EXERCISE: Reproduce the listing below in its entirety. Change nothing.
╭─ MATERIAL SHOWN
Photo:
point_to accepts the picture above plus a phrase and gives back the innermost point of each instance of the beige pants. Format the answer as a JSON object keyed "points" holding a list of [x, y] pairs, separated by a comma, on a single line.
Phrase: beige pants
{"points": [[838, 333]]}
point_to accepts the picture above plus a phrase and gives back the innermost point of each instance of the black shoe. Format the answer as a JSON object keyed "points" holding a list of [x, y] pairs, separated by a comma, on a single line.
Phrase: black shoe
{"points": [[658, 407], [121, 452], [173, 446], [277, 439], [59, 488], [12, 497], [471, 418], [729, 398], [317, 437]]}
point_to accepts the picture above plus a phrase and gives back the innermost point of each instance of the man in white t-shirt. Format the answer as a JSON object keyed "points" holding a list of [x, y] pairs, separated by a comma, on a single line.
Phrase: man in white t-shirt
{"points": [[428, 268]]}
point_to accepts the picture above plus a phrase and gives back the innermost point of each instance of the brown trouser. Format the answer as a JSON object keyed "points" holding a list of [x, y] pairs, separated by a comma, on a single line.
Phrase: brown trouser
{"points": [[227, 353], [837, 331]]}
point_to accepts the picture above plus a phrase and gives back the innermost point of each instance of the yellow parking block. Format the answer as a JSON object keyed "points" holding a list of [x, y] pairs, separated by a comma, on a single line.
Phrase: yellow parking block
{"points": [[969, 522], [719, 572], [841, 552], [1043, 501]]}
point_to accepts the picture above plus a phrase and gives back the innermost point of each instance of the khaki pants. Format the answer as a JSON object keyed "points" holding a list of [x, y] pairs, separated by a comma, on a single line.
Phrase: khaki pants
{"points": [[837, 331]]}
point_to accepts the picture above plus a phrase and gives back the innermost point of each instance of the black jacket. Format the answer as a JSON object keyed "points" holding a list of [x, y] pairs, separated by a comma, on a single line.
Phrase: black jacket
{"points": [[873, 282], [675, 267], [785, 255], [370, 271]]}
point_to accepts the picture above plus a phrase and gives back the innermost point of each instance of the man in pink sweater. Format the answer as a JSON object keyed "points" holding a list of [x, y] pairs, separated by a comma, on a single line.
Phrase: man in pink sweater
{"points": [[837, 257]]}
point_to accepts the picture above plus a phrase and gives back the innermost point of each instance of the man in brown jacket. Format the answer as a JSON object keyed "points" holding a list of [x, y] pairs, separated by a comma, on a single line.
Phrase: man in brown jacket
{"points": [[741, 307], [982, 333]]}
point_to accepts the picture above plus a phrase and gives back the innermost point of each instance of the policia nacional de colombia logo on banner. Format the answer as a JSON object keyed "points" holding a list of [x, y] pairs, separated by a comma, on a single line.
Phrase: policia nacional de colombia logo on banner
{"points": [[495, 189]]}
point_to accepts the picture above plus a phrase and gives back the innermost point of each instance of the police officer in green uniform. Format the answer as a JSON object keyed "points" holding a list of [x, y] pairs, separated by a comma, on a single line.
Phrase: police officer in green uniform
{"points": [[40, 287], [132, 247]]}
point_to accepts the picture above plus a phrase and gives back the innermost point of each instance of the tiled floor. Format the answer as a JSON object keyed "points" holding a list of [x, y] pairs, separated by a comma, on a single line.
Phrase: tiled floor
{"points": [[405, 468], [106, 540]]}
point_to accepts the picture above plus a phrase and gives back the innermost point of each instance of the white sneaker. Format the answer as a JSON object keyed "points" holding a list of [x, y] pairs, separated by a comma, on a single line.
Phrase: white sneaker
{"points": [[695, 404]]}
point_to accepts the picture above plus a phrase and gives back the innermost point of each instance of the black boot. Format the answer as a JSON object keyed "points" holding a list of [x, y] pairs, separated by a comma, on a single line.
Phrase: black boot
╰─
WRITTEN SOLUTION:
Photo:
point_to accepts the picture above plus a phrase and gives back the innermost point of each instance of the beige pants. Format the answer as a JSON object keyed "points" holding a list of [x, y] pairs, separated by a comma, on a single line.
Phrase: beige pants
{"points": [[838, 333]]}
point_to accepts the picture above plus a phrase and gives back the innermost point of each instance of the black shoe. Format the answer as a JSON object keyed "points" holding a list of [x, y] pairs, separated by a comma, on a single line.
Phrase: black shoe
{"points": [[658, 407], [121, 452], [173, 446], [277, 439], [59, 488], [12, 497], [471, 418], [729, 398], [317, 437]]}
point_to accepts the picture above plus a phrase and gives back the innermost point of each instance of the man in white t-shirt. Format the answer as a JSON object keyed "points" holding a list of [x, y] pairs, separated by a comma, on a single line.
Phrase: man in white t-shirt
{"points": [[428, 268]]}
point_to accepts the picture above plus a phrase and gives back the innermost point of each instance of the brown trouser. Format the answer as a JSON object keyed "points" holding a list of [x, y] pairs, separated by a comma, on a single line.
Phrase: brown trouser
{"points": [[227, 353], [837, 331]]}
point_to accepts the picture above plus a phrase and gives back the innermost point of each instance of the yellow parking block. Format the answer as a JSON object keyed "points" holding a list of [x, y] pairs, separated by a comma, on a single line.
Phrase: yellow parking block
{"points": [[969, 522], [719, 572], [841, 552], [1043, 501]]}
point_to accepts the picture above plus a phrase and gives back the innermost point of each instance of the khaki pants. Format the answer as a JSON object keyed "points" holding a list of [x, y] pairs, separated by a comma, on a single line.
Phrase: khaki pants
{"points": [[837, 331]]}
point_to accepts the picture above plus a phrase and gives back the innermost point of each instance of the black jacket. Format the answer as a JSON object keyed "points" holding a list of [x, y] pairs, separated by a comma, on a single line.
Phrase: black jacket
{"points": [[873, 282], [675, 267], [785, 255], [370, 271]]}
point_to accepts the picture above plus a phrase and gives back the innermost point of each instance of the man in pink sweater. Format the answer as a JSON object keyed "points" holding a list of [x, y] pairs, separated by a comma, on a single line.
Phrase: man in pink sweater
{"points": [[837, 257]]}
point_to accepts the picture above plus a phrase and gives back the innermost point of each instance of the man in brown jacket. Format the answer as a JSON object keyed "points" holding a list of [x, y] pairs, separated by a comma, on a single line.
Phrase: man in brown jacket
{"points": [[741, 307], [982, 333]]}
point_to accepts the picture above plus a phrase and gives back the innermost point of each instance of the policia nacional de colombia logo on banner. Format the answer as a JSON object keyed "points" holding a list of [x, y] pairs, separated by a comma, on a single line.
Phrase: policia nacional de colombia logo on banner
{"points": [[495, 189]]}
point_to accepts the picture above plus a phrase and gives back the innermost point of each instance of the police officer in green uniform. Format the answer as a JSON object keyed "points" holding a list of [x, y] pairs, separated by a comma, on a single line.
Phrase: police officer in green uniform
{"points": [[40, 287], [132, 247]]}
point_to accepts the picture above plus a phrase and gives back the innermost point of each instance of the tiled floor. Format the answer as a JSON object keyed "points" holding a list of [x, y] pairs, separated by a comma, on a single line.
Phrase: tiled floor
{"points": [[405, 468], [106, 540]]}
point_to accepts the picture above plus a phrase and gives back the innermost point of each instance of the white sneaker. Format the answer as a JSON object keyed "points" holding a list of [x, y] pairs, separated by a comma, on a single line.
Phrase: white sneaker
{"points": [[695, 404]]}
point_to accepts the picture above plus a phrase and gives back the innermost point of each instance of the black boot. Format the answer as a JSON object keyed "points" holding a list of [x, y] pairs, separated by a comma, on a single line.
Phrase: black boot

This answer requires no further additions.